RECORDS SUPPLIED:
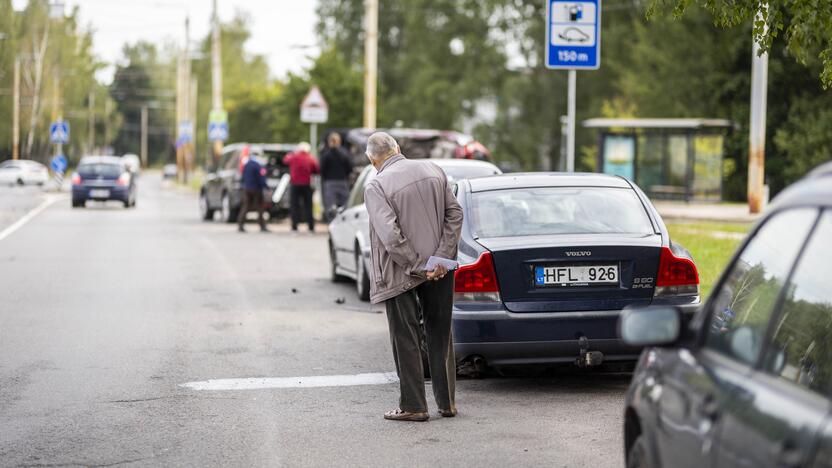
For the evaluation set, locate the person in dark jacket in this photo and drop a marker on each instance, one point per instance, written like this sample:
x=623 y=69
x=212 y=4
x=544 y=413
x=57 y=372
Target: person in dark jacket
x=252 y=186
x=302 y=165
x=336 y=167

WRITTEN REQUEST: Could you lay out every line of the records above as a numbered list, skipping blank lines and leaving out the pictures?

ANSWER TO THE TASK:
1. For the evaluation set, locate the person in dark jacket in this photo and drop a marker on each instance, one point per instance, written like this sample:
2. x=623 y=69
3. x=212 y=4
4. x=544 y=413
5. x=57 y=372
6. Target: person in dark jacket
7. x=252 y=186
8. x=302 y=165
9. x=336 y=167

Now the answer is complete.